- _Your instructions_: Starting with the line that contains "the wet rock", reproduce each line through the end of the entries exactly as written.

--------------------

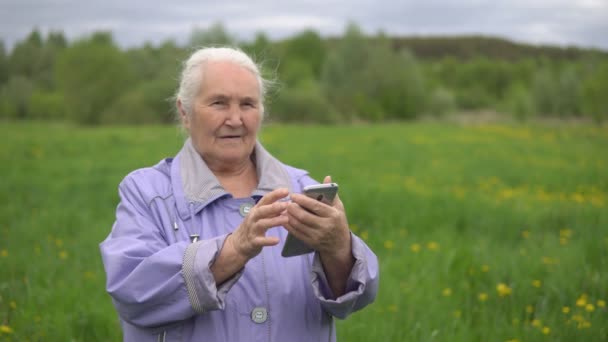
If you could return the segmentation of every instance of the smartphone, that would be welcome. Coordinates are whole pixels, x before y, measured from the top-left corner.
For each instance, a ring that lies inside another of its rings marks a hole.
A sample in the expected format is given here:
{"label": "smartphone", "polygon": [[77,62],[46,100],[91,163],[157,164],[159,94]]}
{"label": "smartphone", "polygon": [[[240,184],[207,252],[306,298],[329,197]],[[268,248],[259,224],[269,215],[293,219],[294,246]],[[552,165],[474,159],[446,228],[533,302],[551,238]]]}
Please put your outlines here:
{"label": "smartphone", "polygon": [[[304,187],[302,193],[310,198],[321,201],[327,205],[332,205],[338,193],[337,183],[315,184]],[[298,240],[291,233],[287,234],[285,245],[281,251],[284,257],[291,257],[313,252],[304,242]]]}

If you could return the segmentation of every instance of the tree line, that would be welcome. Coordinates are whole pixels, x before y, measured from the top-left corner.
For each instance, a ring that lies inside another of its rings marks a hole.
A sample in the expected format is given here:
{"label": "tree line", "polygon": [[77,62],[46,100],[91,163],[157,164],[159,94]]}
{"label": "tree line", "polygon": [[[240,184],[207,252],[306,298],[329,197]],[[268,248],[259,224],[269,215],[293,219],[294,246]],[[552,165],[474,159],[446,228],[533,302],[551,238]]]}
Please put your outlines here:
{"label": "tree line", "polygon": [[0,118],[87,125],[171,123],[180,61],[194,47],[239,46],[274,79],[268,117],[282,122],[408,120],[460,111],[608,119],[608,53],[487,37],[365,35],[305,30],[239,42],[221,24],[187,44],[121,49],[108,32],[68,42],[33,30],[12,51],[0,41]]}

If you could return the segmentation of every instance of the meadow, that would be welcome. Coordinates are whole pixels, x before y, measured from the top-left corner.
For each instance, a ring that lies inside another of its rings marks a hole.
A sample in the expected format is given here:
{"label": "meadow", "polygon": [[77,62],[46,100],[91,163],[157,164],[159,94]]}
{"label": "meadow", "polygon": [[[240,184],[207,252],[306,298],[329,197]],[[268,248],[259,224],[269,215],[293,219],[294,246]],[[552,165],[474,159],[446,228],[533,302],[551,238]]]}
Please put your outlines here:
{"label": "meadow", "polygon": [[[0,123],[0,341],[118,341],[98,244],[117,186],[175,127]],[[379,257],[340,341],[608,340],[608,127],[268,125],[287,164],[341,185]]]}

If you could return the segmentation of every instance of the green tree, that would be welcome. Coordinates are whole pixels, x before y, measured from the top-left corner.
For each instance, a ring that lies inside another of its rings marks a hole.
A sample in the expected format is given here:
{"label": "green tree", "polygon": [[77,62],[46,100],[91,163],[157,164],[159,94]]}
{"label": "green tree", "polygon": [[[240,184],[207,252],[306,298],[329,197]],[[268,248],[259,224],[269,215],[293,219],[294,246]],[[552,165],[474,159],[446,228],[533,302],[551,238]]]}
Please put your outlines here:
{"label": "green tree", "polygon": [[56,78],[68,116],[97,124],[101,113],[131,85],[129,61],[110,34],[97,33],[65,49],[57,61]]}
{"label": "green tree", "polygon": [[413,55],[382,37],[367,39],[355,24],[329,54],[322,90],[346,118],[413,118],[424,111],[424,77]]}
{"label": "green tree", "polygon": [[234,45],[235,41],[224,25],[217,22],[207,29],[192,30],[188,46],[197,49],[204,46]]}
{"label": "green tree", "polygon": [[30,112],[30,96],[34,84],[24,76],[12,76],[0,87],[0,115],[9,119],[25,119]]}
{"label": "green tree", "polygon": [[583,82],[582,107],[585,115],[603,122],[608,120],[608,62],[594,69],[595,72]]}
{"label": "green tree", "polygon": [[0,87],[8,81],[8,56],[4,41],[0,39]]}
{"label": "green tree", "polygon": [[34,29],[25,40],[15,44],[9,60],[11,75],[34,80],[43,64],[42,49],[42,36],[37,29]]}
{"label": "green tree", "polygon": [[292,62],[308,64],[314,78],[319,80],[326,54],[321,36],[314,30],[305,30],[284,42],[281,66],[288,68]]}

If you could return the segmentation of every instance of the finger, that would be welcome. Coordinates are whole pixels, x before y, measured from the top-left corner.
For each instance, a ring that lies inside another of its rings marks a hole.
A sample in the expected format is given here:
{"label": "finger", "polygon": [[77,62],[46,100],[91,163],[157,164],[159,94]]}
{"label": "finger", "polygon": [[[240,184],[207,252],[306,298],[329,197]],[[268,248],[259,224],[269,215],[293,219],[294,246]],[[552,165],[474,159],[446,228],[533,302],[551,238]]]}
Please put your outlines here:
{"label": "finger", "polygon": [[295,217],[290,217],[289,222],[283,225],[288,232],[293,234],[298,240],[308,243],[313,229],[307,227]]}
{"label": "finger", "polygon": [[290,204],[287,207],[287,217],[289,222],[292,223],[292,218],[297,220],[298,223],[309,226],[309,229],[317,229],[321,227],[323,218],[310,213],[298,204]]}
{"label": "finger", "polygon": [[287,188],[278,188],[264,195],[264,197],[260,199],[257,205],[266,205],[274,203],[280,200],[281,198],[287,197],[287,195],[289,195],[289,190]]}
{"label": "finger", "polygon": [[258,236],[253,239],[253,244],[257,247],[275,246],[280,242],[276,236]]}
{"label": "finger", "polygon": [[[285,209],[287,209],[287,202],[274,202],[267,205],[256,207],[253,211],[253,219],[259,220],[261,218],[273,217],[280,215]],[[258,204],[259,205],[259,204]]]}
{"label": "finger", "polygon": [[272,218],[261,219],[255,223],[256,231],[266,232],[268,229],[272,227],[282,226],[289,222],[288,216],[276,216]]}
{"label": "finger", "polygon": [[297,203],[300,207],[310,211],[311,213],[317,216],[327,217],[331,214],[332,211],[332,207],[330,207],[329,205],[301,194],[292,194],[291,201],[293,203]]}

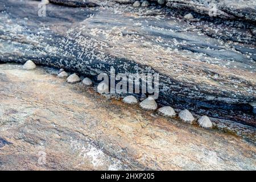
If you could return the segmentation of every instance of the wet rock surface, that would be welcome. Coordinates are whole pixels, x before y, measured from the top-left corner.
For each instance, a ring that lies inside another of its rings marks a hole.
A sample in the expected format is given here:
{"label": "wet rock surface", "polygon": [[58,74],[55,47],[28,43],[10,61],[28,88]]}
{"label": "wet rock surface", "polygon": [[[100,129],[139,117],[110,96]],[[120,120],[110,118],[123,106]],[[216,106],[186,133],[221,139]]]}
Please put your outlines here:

--------------------

- _Reply_:
If you could return the segmentation of every instance of the wet rock surface, that would be welcome. Coordinates are whole pixels, x before y, measured from the top-left corner.
For each instance, a ring that lies inside another of its rings marks a hole.
A sample in the expected format is given here:
{"label": "wet rock surface", "polygon": [[58,74],[55,47],[28,43],[10,61],[28,88]]}
{"label": "wet rock surface", "polygon": [[[100,129],[139,117],[110,96]],[[120,120],[110,118],[123,106]],[[216,106],[186,133],[221,139]]]}
Please put your outlines here:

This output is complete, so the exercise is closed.